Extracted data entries

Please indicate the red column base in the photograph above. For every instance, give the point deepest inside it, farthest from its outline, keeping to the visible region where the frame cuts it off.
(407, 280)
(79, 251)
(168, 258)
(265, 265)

Problem to solve
Copy the entire listing above word for word.

Answer to the task
Please indicate the red column base in the photograph above. For every instance, give the point deepest inside it, farthest from its outline, keeping to the visible region where the frame cuts it off.
(407, 280)
(79, 251)
(168, 258)
(265, 265)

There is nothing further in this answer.